DOCUMENT EXCERPT:
HEALTH BRIEFS
Stem cells breakthrough for infertile women
INFERTILE women could be implanted with new wombs grown from their own stem cells within 10 years, the doctor who achieved the first uterus transplant has predicted.
Professor Mats Brannstrom carried out the first womb transplant in 2014, which allowed a Swedish woman to give birth to a healthy baby boy.
He has since undertaken nine more procedures, resulting in a total of five births.
At present, women undergoing the operation must be given strong immuno-suppressant drugs to prevent their bodies from rejecting the new womb, which is donated by a family member or close friend.
But if a new womb could be grown from their own stem cells, no drugs would be needed and there would be fewer complications. Prof Brannstrom told delegates that womb “patches” had already been successfully grown in rats from stem cells and the procedure could be perfected for humans within 10 or 15 years.

EXTRACTED DATA:
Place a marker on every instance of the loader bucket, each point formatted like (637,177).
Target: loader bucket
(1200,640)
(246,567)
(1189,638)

PROBLEM REQUIREMENTS:
List every year or span of years mentioned in the health brief on growing wombs from stem cells, with what each one refers to.

RESPONSE AREA:
- **Within 10 years:** when women could be implanted with new wombs grown from their own stem cells, as Professor Mats Brannstrom predicts.
- **2014:** when he carried out the first womb transplant, which allowed a Swedish woman to give birth to a healthy baby boy.
- **Within 10 or 15 years:** when the procedure of growing womb "patches" from stem cells, already done successfully in rats, could be perfected for humans.